## Assignment
The entries that follow include a run beginning at the line with "[locate] the dog's paw" and ending at the line with "[locate] the blue fleece"; restate that run word for word and leave the rest out.

## Image-grounded pointing data
····················

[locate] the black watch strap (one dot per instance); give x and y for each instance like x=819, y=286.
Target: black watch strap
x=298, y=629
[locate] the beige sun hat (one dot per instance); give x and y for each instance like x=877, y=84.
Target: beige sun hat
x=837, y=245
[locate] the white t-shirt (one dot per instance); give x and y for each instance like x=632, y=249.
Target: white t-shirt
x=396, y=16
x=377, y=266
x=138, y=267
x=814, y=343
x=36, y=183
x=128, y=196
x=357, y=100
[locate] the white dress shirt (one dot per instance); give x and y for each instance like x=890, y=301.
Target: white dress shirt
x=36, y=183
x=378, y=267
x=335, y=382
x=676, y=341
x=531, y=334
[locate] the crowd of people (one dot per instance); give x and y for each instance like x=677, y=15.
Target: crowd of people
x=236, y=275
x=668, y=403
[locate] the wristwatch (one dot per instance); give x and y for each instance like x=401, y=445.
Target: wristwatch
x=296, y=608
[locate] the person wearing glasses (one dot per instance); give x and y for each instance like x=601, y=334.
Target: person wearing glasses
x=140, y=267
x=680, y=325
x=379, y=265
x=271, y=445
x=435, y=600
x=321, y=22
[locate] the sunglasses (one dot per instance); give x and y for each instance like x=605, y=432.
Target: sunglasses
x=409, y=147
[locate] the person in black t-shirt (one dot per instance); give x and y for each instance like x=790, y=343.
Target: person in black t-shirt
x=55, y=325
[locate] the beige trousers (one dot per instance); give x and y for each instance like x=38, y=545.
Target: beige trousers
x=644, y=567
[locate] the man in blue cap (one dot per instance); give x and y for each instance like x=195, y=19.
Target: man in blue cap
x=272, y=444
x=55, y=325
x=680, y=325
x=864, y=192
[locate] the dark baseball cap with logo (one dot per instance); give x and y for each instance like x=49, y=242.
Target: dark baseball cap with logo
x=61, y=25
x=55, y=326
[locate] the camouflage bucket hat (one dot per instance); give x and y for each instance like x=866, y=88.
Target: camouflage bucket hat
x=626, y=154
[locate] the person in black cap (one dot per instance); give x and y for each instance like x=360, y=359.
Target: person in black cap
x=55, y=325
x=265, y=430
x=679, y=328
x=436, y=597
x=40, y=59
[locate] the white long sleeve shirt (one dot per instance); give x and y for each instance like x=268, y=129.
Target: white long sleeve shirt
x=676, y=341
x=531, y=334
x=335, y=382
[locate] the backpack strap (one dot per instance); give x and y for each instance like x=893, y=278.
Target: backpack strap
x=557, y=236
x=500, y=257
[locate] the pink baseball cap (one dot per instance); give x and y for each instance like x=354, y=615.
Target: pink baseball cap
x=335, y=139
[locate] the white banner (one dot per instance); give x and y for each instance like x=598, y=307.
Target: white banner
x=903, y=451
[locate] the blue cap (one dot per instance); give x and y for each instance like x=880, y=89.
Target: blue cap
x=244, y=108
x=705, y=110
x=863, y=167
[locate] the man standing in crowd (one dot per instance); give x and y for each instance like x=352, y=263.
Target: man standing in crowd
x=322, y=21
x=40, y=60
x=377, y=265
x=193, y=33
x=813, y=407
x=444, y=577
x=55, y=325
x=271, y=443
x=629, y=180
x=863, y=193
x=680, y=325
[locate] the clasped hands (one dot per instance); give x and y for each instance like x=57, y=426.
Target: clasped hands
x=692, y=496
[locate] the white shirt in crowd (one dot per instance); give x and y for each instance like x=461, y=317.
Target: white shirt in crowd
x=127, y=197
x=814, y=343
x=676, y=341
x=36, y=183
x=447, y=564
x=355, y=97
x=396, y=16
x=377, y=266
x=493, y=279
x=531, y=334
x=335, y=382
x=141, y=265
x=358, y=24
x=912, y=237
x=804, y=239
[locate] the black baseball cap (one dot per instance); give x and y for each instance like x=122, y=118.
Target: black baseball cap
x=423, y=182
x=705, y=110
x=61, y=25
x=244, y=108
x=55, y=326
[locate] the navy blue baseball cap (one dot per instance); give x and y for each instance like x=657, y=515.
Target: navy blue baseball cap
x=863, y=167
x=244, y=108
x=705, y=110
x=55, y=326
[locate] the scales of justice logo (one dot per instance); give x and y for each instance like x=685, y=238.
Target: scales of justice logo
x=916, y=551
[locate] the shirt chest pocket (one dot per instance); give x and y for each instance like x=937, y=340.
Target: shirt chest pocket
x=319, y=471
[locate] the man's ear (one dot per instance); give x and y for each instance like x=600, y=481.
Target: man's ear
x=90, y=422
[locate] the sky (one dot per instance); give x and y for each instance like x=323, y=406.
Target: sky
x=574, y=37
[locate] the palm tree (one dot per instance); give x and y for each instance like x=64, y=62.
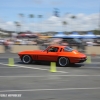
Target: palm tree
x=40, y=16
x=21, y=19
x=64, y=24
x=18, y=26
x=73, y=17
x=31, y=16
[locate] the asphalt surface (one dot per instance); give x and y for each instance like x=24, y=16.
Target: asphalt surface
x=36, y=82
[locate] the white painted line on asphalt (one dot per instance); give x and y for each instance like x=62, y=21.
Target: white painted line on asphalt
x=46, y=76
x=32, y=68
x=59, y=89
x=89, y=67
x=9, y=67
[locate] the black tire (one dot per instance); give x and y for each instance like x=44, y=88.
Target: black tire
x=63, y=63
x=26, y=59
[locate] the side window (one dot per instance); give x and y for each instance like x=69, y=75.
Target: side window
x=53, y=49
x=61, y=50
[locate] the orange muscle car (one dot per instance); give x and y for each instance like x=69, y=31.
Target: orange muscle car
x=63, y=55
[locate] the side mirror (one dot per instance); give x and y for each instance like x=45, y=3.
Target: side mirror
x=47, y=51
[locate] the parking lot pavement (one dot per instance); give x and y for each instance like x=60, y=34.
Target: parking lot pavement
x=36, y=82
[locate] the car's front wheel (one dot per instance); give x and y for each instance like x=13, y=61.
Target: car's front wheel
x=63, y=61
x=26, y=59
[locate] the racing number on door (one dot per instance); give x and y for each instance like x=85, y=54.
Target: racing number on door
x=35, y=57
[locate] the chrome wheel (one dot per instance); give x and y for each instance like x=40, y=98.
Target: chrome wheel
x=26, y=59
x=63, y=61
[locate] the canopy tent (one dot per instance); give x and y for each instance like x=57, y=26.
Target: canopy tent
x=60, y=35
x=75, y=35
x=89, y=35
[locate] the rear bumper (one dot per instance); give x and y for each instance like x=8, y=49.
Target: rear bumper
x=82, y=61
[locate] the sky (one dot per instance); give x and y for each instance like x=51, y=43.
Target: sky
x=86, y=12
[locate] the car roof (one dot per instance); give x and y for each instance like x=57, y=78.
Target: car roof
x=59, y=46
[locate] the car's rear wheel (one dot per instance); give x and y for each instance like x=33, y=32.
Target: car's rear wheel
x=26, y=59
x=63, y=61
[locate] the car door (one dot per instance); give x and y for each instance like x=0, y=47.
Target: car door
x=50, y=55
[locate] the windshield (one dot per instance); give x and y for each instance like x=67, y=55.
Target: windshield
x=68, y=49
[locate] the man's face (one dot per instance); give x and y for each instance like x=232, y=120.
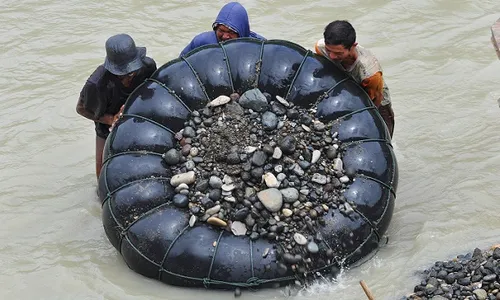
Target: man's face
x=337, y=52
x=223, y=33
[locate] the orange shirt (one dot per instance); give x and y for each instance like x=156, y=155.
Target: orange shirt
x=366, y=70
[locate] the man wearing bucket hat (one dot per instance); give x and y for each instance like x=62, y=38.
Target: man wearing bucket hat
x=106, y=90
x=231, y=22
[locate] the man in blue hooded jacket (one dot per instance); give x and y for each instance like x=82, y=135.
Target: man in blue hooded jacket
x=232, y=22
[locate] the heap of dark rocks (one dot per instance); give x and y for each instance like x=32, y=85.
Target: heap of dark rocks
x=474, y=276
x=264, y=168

····················

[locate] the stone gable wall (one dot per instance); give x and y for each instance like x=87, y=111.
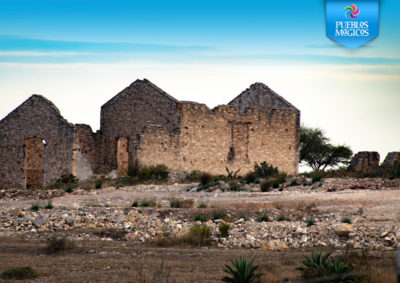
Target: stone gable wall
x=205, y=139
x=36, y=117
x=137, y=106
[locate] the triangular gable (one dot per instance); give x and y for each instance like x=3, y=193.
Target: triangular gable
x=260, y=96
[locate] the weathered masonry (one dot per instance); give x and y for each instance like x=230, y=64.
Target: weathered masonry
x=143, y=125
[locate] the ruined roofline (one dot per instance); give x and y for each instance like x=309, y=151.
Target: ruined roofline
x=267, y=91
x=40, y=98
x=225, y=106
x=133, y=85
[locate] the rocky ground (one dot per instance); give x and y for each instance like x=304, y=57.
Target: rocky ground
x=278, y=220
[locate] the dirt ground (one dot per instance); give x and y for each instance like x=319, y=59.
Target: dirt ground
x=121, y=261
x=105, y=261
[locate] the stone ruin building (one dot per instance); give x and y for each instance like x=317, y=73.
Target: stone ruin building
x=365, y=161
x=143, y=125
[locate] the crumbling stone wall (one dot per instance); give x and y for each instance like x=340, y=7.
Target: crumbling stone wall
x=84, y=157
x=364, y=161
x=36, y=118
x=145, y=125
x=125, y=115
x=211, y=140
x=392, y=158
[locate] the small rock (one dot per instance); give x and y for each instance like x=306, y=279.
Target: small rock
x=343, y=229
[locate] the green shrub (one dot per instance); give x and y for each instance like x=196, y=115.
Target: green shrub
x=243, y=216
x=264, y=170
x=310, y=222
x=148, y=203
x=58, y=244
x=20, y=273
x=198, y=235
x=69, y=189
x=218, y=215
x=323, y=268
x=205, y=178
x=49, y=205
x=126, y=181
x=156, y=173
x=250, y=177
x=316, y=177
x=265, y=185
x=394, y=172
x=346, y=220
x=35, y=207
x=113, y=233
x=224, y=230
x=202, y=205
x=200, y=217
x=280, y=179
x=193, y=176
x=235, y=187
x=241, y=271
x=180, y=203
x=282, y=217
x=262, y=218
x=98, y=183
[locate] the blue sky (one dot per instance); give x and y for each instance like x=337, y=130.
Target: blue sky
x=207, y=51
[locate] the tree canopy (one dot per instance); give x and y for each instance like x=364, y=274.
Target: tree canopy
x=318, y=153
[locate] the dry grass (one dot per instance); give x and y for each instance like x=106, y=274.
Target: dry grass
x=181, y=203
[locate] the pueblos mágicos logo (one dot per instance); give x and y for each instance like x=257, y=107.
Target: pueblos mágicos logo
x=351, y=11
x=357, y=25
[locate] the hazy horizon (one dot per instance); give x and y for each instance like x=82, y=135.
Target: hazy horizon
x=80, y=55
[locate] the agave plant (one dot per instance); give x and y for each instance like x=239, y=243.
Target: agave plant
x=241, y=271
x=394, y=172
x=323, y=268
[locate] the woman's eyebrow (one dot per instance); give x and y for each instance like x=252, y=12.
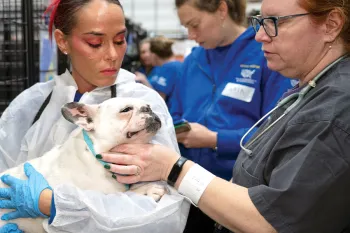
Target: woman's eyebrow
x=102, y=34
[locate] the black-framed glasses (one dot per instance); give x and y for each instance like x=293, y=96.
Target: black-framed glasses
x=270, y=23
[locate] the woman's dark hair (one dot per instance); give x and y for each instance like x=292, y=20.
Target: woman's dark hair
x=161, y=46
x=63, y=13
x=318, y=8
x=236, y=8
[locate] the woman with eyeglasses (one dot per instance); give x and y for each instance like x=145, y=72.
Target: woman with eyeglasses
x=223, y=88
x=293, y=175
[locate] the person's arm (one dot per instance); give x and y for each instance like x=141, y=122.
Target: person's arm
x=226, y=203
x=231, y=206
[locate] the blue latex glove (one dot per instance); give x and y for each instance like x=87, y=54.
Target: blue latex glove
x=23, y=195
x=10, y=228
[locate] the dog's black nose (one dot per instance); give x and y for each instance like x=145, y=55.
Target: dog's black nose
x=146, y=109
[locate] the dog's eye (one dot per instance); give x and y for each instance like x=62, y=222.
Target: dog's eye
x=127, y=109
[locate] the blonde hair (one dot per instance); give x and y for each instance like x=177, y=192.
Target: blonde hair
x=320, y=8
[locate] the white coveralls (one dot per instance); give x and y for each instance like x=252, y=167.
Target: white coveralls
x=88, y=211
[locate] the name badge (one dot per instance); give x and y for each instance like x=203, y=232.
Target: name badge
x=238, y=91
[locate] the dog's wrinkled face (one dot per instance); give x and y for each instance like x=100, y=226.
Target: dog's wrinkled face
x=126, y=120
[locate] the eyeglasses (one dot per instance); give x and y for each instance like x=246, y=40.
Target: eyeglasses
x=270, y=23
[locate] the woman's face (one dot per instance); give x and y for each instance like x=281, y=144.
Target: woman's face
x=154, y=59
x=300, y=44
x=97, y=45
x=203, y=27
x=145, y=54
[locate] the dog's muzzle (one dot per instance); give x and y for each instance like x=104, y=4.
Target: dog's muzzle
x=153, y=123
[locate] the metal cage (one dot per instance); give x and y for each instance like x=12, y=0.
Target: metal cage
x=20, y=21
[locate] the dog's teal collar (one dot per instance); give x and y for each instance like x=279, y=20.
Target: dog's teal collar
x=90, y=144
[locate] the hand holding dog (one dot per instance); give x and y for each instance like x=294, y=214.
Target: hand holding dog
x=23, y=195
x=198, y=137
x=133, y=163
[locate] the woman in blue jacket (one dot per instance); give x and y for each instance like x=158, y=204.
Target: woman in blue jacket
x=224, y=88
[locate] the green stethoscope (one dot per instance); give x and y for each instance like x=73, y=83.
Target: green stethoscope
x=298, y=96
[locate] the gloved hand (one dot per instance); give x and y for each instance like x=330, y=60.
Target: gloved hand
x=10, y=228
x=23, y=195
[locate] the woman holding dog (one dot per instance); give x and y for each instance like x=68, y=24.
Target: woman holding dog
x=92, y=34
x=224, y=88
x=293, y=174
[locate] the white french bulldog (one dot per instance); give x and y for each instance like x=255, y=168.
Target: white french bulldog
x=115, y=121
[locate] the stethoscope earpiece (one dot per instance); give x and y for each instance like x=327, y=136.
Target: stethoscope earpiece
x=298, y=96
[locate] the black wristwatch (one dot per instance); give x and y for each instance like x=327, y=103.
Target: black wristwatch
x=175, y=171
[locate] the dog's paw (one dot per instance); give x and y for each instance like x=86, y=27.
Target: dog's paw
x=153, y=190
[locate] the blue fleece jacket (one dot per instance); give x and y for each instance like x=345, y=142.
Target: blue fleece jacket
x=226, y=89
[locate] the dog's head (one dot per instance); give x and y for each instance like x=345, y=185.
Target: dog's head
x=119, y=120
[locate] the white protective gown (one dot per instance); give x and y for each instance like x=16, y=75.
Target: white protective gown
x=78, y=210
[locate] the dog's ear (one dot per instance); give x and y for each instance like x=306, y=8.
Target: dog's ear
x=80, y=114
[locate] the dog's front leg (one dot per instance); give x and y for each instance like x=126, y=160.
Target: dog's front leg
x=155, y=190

····················

## Your solution
[locate] the dog's paw (one dot per instance); give x and y for each instance like x=86, y=27.
Target: dog's paw
x=153, y=190
[locate] the blue fleece jacket (one dot per instance); give x and y for each instance like x=345, y=142.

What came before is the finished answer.